━━━ Data for this exercise

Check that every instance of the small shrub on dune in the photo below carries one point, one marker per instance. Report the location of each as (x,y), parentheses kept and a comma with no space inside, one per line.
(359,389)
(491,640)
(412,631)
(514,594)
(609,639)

━━━━━━

Work to complete:
An exact copy of every entry is required.

Your solution:
Check that every instance of the small shrub on dune in the photo below carries one point, one marker per instance. Report the location of each as (x,y), parentheses kept and a comma with no space inside, one per line.
(359,389)
(491,640)
(412,631)
(514,594)
(609,639)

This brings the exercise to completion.